The offenses. The Defendant arrived illegally in the United States in 1978 and obtained political asylum in 1989, using a false identity and a fabricated story of persecution. He was granted permanent resident status in 1993 and in 2000 was naturalized as a United States citizen under the name “Almaliki Nour,” having provided false information of his name, birth date, and national origin. In 2003 Malki was hired as an interpreter for the contracting company, Titan, and was assigned to provide translation services for military intelligence personnel in the 82nd Airborne Division of the United States Army in Iraq. He was stationed at Al Taqqadam Air Base (“TQ”), which is located in Al Anbar province in an area west of Baghdad in the “Sunni Triangle.” In obtaining security clearance for his position, Malki again provided false information about his background. He gained access to classified information in his position at Titan but was not permitted to possess classified information and was advised that he could only view such information after receiving specific authorization on a “need to know” basis. On a second tour in Iraq in 2004, Malki again provided translation services to United States army intelligence personnel.
At the end of his second tour, Malki was questioned by agents for the FBI and the Department of Defense to determine whether he should continue to have access to classified material. He reiterated the false information he had previously provided on other occasions regarding his fictitious name, national origin, and family background. At this time, Malki also gave consent to search his apartment in Brooklyn, New York, where the FBI recovered classified material from the 82nd Airborne Division at TQ, three documents and a fourth document contained on a CD-ROM.
Upon returning to New York, he was interviewed by FBI agents and admitted that he had assumed a false identity in order to obtain political asylum and later United States citizenship and that he was in fact a Moroccan national named Noureddine Malki. Malki was arrested in October 2005.
The charges. Malki pled guilty to three offenses charged in an initial indictment: two counts of making material false representations to the executive branch of the United States government, in violation of 18 U.S.C. § 1001(a)(2), and one count of falsely procuring American citizenship, in violation of 18 U.S.C. § 1425(a). He also pled guilty to four counts of a second indictment charging that “having unauthorized possession of a document relating to the national defense,” he “knowingly and willfully retained” the document and “failed to deliver it to the officer and employee of the United States entitled to receive it,” in violation of 18 U.S.C. § 793(e). Each of these four counts concerns a different document. These offenses were based on the classified documents recovered at Malki's apartment.

TASK OBJECTIVE:
Rewrite the case summary starting at "At the end of" and ending at "on a CD-ROM.", renaming "FBI" to "Federal Bureau of Investigation" wherever it occurs.

EXCERPTED DATA:
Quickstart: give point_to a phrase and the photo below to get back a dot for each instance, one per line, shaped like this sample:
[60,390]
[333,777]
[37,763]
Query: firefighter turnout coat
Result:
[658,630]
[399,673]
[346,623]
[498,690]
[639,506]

ANSWER TO THIS TASK:
At the end of his second tour, Malki was questioned by agents for the Federal Bureau of Investigation and the Department of Defense to determine whether he should continue to have access to classified material. He reiterated the false information he had previously provided on other occasions regarding his fictitious name, national origin, and family background. At this time, Malki also gave consent to search his apartment in Brooklyn, New York, where the Federal Bureau of Investigation recovered classified material from the 82nd Airborne Division at TQ, three documents and a fourth document contained on a CD-ROM.